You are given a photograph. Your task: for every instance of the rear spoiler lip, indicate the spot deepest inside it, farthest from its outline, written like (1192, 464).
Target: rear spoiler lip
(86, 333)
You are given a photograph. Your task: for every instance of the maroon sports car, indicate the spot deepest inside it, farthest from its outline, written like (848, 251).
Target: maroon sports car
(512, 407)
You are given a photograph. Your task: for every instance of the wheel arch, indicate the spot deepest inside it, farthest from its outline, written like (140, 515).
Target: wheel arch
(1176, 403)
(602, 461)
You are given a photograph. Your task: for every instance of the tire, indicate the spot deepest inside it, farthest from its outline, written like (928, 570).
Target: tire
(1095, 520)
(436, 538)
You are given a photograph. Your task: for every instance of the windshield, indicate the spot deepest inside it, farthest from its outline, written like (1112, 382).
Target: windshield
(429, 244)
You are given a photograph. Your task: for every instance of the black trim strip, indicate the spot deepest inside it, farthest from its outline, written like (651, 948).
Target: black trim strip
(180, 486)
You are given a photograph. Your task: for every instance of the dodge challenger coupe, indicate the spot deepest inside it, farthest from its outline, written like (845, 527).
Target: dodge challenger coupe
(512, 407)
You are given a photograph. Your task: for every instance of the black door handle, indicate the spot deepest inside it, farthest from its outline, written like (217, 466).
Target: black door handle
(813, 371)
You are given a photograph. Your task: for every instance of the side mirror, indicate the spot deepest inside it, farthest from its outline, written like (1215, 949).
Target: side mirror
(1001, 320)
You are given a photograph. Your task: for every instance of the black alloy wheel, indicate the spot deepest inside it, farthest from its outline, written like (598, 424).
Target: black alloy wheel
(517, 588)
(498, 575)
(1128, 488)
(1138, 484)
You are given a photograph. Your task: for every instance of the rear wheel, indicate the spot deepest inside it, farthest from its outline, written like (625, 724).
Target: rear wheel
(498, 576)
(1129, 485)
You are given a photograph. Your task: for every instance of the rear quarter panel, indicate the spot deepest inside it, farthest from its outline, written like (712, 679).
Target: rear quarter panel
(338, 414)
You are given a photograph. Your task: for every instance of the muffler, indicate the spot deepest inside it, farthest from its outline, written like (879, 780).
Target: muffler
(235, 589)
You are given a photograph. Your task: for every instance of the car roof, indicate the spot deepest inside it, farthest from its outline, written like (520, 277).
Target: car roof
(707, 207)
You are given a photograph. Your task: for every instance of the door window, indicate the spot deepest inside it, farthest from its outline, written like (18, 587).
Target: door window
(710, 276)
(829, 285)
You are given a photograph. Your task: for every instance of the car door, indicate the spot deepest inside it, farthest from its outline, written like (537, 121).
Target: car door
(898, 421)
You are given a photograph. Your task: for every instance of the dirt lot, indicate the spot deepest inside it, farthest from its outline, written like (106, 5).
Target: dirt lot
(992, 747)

### Brief
Reproduce each record shown above without altering a single word.

### Answer to this exercise
You are given a photograph. Your task: for every instance of the rear spoiler lip, indicate the spot deepest inside it, farthest from its outline, written like (1192, 464).
Target: rear spoiler lip
(86, 333)
You are given a photograph. Your task: for every instance of the maroon sports car, indicate the spot deepest inside it, farthest from its outline, written like (848, 251).
Target: maroon sports car
(512, 407)
You are given a photograph. Your task: for every instance of the wheel arch, indicate the spot deepest inside it, farthest from its outline, written like (140, 515).
Target: wheel arch
(1176, 403)
(602, 461)
You are given a photograph. Your task: for every instance of the tire, indicate the spot deepest inside it, farthest from its outline, written like (928, 570).
Target: tire
(1095, 520)
(436, 538)
You are given a photograph. Your task: for every instance of the windshield, indicate the spot deepest inside it, farthest from its outline, written like (1112, 382).
Target: windshield
(429, 244)
You are given a photograph. Your task: for every instance of the black trim strip, indicate the spot deepest inside it, farthest from its outline, written like (651, 948).
Target: black trim strip
(180, 486)
You are given a photograph. Your task: for every instance of the dodge challenger coupe, indicate the spot deepest inside it, farthest from its outline, written like (845, 527).
Target: dodge challenger coupe
(512, 407)
You are given a photograph. Your task: for every instance of the black door handle, indicate the spot deepest inside it, farthest from its outline, written like (217, 466).
Target: black door handle
(813, 371)
You are given a photograph. Your task: for every instance of the side mirror, indicate the spot deepest inside it, farthest from its outline, written like (1215, 949).
Target: side mirror
(1001, 320)
You are given a photograph. Your task: for every instance of the black alloy wheel, indicate the spot deepest inside it, farthest from its outline, written like (598, 424).
Target: black alloy wheel
(517, 588)
(498, 575)
(1128, 488)
(1138, 484)
You are given a photograph. Your task: for every instance of the rear wheel, indicate the spot deepest inside it, farthest from its outline, written like (625, 724).
Target: rear wheel
(498, 576)
(1129, 485)
You are given a photograph. Your task: for every instance of the rear quarter panel, indicate the spot deepest inside it, farthest from its outline, written like (712, 679).
Target: rear quarter panel
(338, 414)
You are given a photograph. Your task: for every instance of the muffler, indicate the spot deepest inside it, farthest from its outline, written like (879, 780).
Target: muffler
(235, 589)
You are given a photograph. Your task: for every instance of the car roof, indicate the spot deepest inside it, farthest from its outline, written like (520, 277).
Target: car roof
(707, 207)
You are given a photograph. Your task: for every instance of the door window, indicate the spot deepest inside it, farthest from its outline, written like (18, 587).
Target: door window
(710, 276)
(829, 285)
You are given a photograph. Your task: for every instance of the car door, indicate the spot deepest inside it, farthest from its outline, written like (537, 121).
Target: car door
(898, 421)
You are given a photograph. Your task: for every instance of the dirt lot, indicate the spot deepest inside it, farthest from its outline, written like (106, 5).
Target: dirt lot
(992, 747)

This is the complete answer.